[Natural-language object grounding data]
········

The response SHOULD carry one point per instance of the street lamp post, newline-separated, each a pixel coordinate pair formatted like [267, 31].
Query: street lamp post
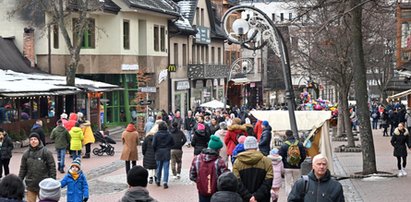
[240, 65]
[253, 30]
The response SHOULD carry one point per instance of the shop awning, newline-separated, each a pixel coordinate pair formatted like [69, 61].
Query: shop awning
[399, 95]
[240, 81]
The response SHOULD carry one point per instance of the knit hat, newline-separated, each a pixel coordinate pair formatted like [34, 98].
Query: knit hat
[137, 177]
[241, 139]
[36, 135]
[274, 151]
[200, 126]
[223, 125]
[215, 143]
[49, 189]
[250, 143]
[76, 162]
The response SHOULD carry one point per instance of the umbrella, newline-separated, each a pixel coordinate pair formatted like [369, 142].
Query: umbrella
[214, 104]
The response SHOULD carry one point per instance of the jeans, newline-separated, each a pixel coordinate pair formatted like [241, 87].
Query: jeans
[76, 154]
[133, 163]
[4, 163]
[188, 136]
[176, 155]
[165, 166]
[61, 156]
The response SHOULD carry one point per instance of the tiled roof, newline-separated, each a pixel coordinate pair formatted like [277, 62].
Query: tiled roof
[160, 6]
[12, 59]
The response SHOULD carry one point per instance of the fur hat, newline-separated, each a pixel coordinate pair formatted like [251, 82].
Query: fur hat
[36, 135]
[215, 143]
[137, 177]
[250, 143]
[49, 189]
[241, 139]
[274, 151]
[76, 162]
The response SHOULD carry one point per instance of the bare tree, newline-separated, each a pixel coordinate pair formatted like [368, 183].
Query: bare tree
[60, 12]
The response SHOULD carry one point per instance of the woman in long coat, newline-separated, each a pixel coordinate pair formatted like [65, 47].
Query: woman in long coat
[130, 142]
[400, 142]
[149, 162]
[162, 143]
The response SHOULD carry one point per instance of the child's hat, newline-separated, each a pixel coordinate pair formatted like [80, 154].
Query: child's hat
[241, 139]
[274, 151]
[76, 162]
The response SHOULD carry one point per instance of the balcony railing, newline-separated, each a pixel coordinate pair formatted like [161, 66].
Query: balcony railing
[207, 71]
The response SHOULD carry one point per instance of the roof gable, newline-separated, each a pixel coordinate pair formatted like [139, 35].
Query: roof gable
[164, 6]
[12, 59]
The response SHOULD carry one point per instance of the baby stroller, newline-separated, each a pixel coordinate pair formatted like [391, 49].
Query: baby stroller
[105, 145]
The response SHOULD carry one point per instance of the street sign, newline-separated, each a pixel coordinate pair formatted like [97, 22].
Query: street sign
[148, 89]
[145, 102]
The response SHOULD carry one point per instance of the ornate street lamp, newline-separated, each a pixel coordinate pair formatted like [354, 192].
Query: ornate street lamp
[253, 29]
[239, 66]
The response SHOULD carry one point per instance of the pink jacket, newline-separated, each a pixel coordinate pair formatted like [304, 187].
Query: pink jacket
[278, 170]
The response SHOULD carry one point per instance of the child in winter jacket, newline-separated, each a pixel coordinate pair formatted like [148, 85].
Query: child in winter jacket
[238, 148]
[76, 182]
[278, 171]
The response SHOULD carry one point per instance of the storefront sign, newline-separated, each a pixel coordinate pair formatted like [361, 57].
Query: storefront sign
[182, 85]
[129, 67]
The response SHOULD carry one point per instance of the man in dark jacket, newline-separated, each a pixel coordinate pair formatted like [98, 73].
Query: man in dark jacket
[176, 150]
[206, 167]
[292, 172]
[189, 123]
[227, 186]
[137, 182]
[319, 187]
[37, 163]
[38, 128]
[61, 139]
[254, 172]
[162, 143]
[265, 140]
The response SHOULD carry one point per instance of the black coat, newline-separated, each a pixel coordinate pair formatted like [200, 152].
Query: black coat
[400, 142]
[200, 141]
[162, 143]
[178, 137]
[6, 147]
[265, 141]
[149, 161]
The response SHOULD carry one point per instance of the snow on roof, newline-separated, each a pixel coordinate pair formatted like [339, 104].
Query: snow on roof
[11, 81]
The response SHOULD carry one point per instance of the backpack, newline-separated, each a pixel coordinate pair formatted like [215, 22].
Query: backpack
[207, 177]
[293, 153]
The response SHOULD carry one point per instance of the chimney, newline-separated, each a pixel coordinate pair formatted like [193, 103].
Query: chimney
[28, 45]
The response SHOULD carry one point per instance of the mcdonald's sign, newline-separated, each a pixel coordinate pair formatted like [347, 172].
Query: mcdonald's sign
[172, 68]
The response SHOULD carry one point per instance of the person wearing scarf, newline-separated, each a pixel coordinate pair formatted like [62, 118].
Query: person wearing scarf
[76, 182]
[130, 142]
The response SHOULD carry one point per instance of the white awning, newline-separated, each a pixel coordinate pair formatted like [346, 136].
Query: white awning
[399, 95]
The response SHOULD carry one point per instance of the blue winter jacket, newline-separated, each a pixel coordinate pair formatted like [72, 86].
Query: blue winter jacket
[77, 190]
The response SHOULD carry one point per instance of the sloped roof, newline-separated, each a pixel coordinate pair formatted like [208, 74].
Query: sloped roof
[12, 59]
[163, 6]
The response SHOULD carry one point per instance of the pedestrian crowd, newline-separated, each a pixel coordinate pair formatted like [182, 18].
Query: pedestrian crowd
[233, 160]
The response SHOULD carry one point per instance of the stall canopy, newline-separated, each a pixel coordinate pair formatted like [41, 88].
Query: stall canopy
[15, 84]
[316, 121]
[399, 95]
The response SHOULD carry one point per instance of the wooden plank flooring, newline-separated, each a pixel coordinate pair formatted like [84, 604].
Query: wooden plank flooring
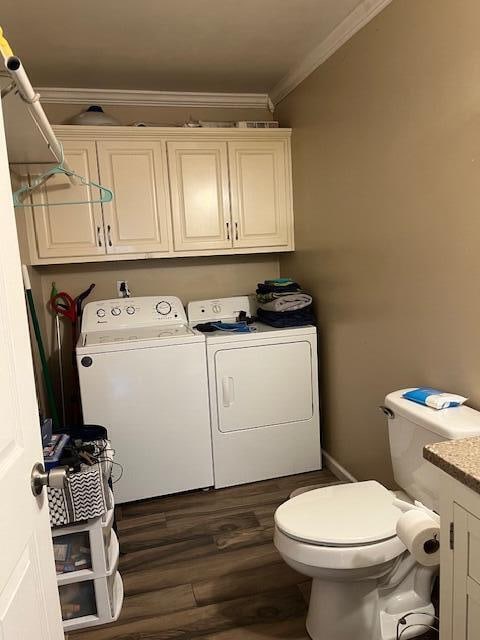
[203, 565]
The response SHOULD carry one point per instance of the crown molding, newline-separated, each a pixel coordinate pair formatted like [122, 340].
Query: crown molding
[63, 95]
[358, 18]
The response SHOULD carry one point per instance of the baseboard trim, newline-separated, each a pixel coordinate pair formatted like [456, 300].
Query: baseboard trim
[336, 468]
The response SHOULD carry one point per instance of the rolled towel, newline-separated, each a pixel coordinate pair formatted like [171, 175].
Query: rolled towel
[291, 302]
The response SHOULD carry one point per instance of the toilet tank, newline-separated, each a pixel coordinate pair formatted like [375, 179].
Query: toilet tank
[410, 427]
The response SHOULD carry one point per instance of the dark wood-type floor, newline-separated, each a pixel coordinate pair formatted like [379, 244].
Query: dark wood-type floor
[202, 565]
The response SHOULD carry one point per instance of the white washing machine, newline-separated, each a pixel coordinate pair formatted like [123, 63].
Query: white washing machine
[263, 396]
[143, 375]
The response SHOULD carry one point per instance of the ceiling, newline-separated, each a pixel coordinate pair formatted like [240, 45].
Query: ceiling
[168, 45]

········

◆ **AIM OF THE TASK**
The records above are to be restated word for word, excluding all pictures.

◆ **WRITTEN RESPONSE**
The response SHOULD carry one point per instance of the street lamp post, newline-separated, each a pixel coordinate pair formatted like [267, 31].
Query: street lamp post
[240, 65]
[253, 30]
The response SHOULD carry one point per instance of the shop awning, newline-separated, each a pixel coordinate pair formatted like [69, 61].
Query: shop awning
[399, 95]
[240, 81]
The response SHOULD carry one point per instance of the knit hat, newline-separated, each a pixel coordinate pair formatted like [34, 98].
Query: knit hat
[137, 177]
[241, 139]
[36, 135]
[274, 151]
[200, 126]
[223, 125]
[215, 143]
[49, 189]
[250, 143]
[76, 162]
The response SHOULD carry one point per instance of the umbrella, newline-separated, each a pixel coordinate pair formatted like [369, 142].
Query: umbrella
[214, 104]
The response SHOULD carry one point per instance of the jeans, newline-separated, each a pixel coordinate pair formatted like [241, 87].
Query: jeans
[76, 154]
[133, 163]
[4, 163]
[188, 136]
[176, 155]
[165, 166]
[61, 156]
The response SHOULD carry one point per instance of the tiled roof, newline-separated, each a pixel coordinate pair formatted like [277, 62].
Query: tiled roof
[160, 6]
[12, 59]
The response SHOULD carry one point per instance of the fur hat, newline-separated, each a pixel coordinate pair formatted like [251, 82].
Query: fur hat
[36, 135]
[215, 143]
[137, 177]
[250, 143]
[49, 189]
[241, 139]
[274, 151]
[76, 162]
The response SHOULD carry one point per instance of the bare tree, newline-separated, each a pixel coordinate pair formatted like [368, 183].
Query: bare tree
[60, 12]
The response SHOULD carry one point per instance of the woman in long coat, newline-separated, each a pixel coordinate pair formatted like [65, 47].
Query: woman in long coat
[130, 142]
[400, 142]
[149, 162]
[162, 143]
The response SHOULD carry one point per instance of the child's hat, newline-separated, each a pixel coordinate pair formatted like [80, 154].
Query: child's hat
[241, 139]
[274, 151]
[76, 162]
The response SHOULD carry one point per instance of the balcony railing, newline-separated, each a pixel coordinate pair formatted like [161, 66].
Query: balcony railing
[207, 71]
The response SHOULD carry one point per instance of the roof gable, newline-separated, each a pixel coordinate pair formatted like [139, 35].
Query: roof gable
[164, 6]
[12, 59]
The response SHOULD carry one point per instance of the baby stroller, newline-separated, each a pixel coordinate pair formatted like [391, 49].
Query: baby stroller
[105, 145]
The response SHOULD carry one point per instance of the street sign, newline-separated, each a pixel coordinate pair formatted like [97, 22].
Query: street sign
[148, 89]
[145, 102]
The response SHOULD carry one point per instance of the ornate street lamp, newline-separated, each a pixel coordinate pair formatted like [354, 192].
Query: ornate street lamp
[253, 29]
[239, 66]
The response SHOULD carry one point per instance of the pink jacket, newline-separated, each a pixel coordinate pair formatted like [304, 187].
Query: pink jacket
[278, 170]
The response SHOULD carry one point per instance of the child in winter jacket, newline-separated, each a pixel coordinate pair formatted like [148, 85].
Query: child in winter jacket
[238, 148]
[76, 182]
[278, 171]
The response SHOULD carry one point per instance of the storefront sign, newline-separated, each a pixel coordinate pair formatted like [361, 57].
Query: storefront sign
[182, 85]
[129, 67]
The response SHOULD carry one point per instance of the man in dark jacket, newline-separated, each a pixel coordinate pair formatted like [98, 73].
Query: man in dark jacket
[176, 150]
[206, 167]
[292, 172]
[189, 123]
[227, 186]
[137, 182]
[319, 187]
[37, 163]
[38, 128]
[61, 139]
[254, 172]
[162, 143]
[265, 140]
The response SHOULD carry one point per instance of the black coat, newline-separated, each a pixel coordinate pair formatted like [200, 152].
Query: black coat
[400, 142]
[200, 141]
[162, 143]
[178, 137]
[6, 147]
[265, 141]
[149, 161]
The response SHOULD carry one point per instance of the snow on roof, newline-separated, each a pixel coordinate pair formatted like [339, 104].
Query: snow on roof
[11, 81]
The response SHOULD carry one point per instance of the backpack, newline-separated, each a pixel coordinate pair formatted like [215, 22].
Query: backpack
[207, 177]
[293, 153]
The response SHOULD carry one point per instance of the chimney, newline-separated, each a pixel coordinate pair formatted like [193, 103].
Query: chimney
[28, 45]
The response SHOULD carry one point per instance of the mcdonald's sign, newline-separated, each a pixel coordinate pair formatted like [347, 172].
Query: mcdonald's sign
[172, 68]
The response SHOULD carry one point per instance of the person wearing scarf, newline-separated, each a pixel coordinate pair formatted like [62, 118].
Query: person wearing scarf
[76, 182]
[130, 142]
The response SHOULD carry one point per instance of the white awning, newline-separated, each a pixel coordinate pair formatted like [346, 136].
Query: white awning
[399, 95]
The response SHOULD carry one point per instance of the blue winter jacket, newline-separated, each a pixel coordinate pair formatted like [72, 86].
Query: blue winter jacket
[77, 190]
The response SHOULD carry one point per instance of the sloped roof, newline-separated, each a pixel coordinate pair formatted like [208, 74].
Query: sloped roof
[12, 59]
[163, 6]
The response SHOULD carry one point per instance of the pedestrian crowd, newline-separated, each a pixel coordinate pair formatted like [182, 18].
Query: pedestrian crowd
[233, 160]
The response SHOULD carry one point per instance of the stall canopy, newline-separated, each a pixel coordinate pair formatted like [41, 88].
Query: stall canopy
[15, 84]
[316, 121]
[399, 95]
The response SHOULD carry one point per instance of the wooden plank flooring, newline-separated, each a pixel coordinate pair formatted like [84, 604].
Query: wooden plank flooring
[203, 565]
The response SHOULD carry one point per instance of the crown molding, newline-separated, each a pixel coordinate pair formatted like [122, 340].
Query: crown molding
[63, 95]
[358, 18]
The response SHOULD carry one point per instance of the baseboard trim, newline-separated, each a pixel coordinate pair formatted like [456, 300].
Query: baseboard trim
[336, 468]
The response SHOULD carry one point per instance of the rolled towel, newline-separated, each a pixel coordinate pair formatted like [171, 175].
Query: rolled towel
[291, 302]
The response SHOULD carry one point per instance of the toilet tank, newline-separated, each a pixel coordinate pair formatted like [375, 179].
Query: toilet tank
[410, 427]
The response SHOULD carry one point per instance of the dark wood-type floor, newline-separated, each a pixel coordinate pair formatted like [379, 244].
Query: dark wood-type floor
[202, 565]
The response SHOULD carry one point per instance of the white washing machine, newline-separated, each a pixel coordinate pair formatted like [123, 63].
Query: white washing machine
[263, 396]
[143, 375]
The response SHOULD carry one point per instance of the ceiling, newline-separated, each a pixel coordinate pair formatted like [240, 45].
Query: ceiling
[168, 45]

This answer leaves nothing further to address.